**THE TASK**.
Please duplicate the lines below word for word, beginning at the line containing "blue sky -> outlines, every instance" and continuing through the line containing "[[[256,83],[246,83],[245,87],[247,90],[248,96],[256,93]]]".

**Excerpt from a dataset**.
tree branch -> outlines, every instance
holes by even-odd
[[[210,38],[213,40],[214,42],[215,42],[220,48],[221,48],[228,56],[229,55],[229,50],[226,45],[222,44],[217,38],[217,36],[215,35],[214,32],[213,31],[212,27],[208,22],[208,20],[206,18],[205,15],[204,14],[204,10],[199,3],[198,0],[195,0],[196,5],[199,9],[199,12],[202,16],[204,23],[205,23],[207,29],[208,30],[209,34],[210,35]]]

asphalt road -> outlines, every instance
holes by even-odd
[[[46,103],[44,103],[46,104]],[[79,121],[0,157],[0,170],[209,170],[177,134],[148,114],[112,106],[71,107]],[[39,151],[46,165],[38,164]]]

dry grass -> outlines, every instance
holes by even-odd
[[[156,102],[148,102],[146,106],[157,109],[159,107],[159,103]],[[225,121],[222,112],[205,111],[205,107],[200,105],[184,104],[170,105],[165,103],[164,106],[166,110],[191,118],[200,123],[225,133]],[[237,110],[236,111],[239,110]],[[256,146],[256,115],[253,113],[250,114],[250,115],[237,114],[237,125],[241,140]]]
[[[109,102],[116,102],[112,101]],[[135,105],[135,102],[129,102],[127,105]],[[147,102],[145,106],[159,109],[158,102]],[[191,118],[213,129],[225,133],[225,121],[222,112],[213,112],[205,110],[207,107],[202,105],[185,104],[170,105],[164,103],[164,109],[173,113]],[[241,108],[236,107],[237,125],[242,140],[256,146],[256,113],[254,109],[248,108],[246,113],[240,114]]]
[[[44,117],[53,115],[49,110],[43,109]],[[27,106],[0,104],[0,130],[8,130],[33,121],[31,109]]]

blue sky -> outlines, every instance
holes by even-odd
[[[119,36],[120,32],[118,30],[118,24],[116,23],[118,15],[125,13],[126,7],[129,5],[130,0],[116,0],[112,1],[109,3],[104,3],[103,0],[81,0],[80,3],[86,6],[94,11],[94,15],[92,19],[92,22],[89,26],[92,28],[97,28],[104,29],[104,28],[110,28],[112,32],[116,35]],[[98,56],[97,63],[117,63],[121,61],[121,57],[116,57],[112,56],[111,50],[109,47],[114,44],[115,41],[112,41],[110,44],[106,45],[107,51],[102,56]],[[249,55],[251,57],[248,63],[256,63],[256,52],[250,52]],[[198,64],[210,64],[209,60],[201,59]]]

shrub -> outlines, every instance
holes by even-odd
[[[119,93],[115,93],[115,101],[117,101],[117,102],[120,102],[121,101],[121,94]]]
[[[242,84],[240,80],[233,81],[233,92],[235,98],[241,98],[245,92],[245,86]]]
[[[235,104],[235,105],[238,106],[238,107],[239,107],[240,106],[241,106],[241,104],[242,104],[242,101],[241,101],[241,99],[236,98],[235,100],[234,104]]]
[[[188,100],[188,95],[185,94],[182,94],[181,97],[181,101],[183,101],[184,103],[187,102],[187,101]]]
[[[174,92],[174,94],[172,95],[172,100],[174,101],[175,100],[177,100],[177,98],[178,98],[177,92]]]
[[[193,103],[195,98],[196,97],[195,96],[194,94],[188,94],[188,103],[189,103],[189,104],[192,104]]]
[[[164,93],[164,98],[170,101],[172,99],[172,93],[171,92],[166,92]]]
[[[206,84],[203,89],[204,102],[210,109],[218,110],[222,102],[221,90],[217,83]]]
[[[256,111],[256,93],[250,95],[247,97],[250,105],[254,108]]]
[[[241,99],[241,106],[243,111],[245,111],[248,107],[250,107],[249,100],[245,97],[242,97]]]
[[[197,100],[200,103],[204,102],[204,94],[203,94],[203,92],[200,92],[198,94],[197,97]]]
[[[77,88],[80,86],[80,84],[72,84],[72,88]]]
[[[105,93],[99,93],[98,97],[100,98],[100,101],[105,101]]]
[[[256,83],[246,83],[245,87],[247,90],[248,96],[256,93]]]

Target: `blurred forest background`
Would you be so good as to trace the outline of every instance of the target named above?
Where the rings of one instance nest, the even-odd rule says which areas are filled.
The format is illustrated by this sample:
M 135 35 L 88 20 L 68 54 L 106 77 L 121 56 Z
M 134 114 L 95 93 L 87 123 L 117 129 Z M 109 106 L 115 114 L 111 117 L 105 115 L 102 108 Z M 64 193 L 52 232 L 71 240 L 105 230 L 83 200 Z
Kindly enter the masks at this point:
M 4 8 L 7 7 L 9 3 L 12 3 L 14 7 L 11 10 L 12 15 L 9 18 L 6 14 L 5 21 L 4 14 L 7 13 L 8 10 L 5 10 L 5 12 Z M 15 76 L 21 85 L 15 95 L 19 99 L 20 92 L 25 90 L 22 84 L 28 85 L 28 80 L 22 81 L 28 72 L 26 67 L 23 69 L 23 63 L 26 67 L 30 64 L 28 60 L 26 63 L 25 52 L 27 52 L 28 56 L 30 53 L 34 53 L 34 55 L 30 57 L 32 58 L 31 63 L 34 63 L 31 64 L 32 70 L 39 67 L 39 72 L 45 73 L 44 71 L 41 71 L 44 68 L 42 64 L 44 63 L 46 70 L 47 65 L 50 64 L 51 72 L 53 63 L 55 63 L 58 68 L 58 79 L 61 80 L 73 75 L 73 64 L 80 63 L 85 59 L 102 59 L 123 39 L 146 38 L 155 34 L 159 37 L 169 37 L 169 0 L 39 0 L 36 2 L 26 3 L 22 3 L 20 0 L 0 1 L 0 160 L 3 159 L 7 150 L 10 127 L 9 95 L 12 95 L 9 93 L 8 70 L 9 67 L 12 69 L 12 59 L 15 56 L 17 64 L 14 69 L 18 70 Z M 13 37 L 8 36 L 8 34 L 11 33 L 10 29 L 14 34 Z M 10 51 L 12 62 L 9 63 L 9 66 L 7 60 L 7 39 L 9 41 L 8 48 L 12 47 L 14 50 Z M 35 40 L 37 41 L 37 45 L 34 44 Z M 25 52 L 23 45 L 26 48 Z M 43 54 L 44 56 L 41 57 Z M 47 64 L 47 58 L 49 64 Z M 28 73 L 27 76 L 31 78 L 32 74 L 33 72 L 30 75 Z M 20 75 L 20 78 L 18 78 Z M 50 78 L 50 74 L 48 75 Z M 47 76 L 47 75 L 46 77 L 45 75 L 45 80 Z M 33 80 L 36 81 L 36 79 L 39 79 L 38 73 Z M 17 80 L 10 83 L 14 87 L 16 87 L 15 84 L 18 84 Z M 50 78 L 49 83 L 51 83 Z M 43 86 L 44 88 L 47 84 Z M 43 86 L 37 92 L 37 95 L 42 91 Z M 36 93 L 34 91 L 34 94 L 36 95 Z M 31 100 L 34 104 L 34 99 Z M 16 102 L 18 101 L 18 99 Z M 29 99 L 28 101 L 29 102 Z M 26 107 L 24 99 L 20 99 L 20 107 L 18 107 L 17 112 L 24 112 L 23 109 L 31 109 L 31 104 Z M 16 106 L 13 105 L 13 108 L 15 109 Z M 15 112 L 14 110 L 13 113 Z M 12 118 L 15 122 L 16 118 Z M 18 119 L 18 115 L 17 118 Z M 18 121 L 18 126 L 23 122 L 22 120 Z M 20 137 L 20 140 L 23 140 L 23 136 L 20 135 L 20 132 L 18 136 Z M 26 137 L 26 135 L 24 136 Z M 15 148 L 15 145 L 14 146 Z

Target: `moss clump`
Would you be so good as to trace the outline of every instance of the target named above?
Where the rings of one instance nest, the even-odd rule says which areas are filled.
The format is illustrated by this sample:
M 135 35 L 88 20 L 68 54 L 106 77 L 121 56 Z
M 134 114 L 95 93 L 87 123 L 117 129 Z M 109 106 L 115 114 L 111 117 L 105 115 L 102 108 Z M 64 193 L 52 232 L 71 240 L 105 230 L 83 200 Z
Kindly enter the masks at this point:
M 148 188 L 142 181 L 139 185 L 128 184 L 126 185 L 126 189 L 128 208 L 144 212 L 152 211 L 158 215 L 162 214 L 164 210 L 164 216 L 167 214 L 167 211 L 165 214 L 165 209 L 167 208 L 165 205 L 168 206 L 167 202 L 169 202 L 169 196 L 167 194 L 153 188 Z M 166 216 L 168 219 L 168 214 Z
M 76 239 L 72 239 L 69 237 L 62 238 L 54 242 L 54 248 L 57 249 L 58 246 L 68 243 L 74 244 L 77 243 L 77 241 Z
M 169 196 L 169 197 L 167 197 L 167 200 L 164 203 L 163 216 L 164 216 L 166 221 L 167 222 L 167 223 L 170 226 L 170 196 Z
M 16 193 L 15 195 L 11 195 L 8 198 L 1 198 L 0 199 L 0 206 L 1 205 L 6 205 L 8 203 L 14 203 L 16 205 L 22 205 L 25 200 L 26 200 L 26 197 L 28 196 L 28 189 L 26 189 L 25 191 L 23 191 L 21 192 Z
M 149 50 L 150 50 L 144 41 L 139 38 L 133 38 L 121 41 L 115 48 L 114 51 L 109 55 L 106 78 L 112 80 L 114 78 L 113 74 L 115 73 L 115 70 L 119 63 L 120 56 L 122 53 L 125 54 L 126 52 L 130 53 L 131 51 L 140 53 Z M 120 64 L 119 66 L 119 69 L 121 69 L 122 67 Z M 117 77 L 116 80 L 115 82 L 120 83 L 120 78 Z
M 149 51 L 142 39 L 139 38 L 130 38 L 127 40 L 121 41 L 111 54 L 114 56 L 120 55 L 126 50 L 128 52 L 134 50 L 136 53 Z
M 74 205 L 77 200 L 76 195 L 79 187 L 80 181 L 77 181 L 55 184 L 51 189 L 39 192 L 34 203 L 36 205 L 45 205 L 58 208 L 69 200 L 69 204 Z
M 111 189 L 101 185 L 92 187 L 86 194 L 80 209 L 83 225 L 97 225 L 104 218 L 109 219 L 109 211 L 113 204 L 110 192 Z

**ANSWER TO THIS PROBLEM**.
blue sky -> outlines, every instance
holes by even-odd
[[[119,36],[120,32],[118,30],[118,24],[116,23],[118,15],[125,13],[126,7],[129,5],[130,0],[116,0],[112,1],[109,3],[104,3],[103,0],[81,0],[80,3],[86,6],[94,11],[94,15],[92,19],[92,22],[89,26],[92,28],[97,28],[104,29],[104,28],[110,28],[112,32],[116,35]],[[98,56],[97,63],[117,63],[121,61],[121,57],[116,57],[112,56],[111,50],[109,47],[114,44],[115,41],[112,41],[110,44],[106,45],[107,51],[102,56]],[[249,55],[251,57],[248,63],[256,63],[256,52],[250,52]],[[198,64],[210,64],[209,60],[201,59]]]

shrub -> outlines, every instance
holes by even-odd
[[[119,93],[115,93],[115,101],[117,101],[117,102],[120,102],[121,101],[121,94]]]
[[[242,84],[240,80],[233,81],[233,92],[235,98],[241,98],[245,92],[245,86]]]
[[[235,104],[235,105],[238,106],[238,107],[239,107],[240,106],[241,106],[241,104],[242,104],[242,101],[241,101],[241,99],[236,98],[235,100],[234,104]]]
[[[188,100],[188,95],[185,94],[182,94],[181,97],[181,101],[183,101],[184,103],[187,102],[187,101]]]
[[[174,92],[174,94],[172,95],[172,100],[174,101],[175,100],[177,100],[177,98],[178,98],[177,92]]]
[[[193,103],[195,98],[196,97],[195,96],[194,94],[188,94],[188,103],[189,103],[189,104],[192,104]]]
[[[164,93],[164,98],[170,101],[172,99],[172,93],[171,92],[166,92]]]
[[[206,84],[203,89],[204,102],[210,109],[218,110],[222,102],[221,90],[217,83]]]
[[[256,111],[256,93],[250,95],[247,97],[250,105],[254,108]]]
[[[241,99],[241,106],[243,111],[245,111],[248,107],[250,107],[249,100],[245,97],[242,97]]]
[[[197,100],[200,103],[204,102],[204,94],[203,94],[203,92],[200,92],[198,94],[197,97]]]
[[[77,88],[80,86],[80,84],[72,84],[72,88]]]
[[[105,93],[99,93],[98,97],[100,98],[100,101],[105,101]]]
[[[256,83],[246,83],[245,87],[247,90],[248,96],[256,93]]]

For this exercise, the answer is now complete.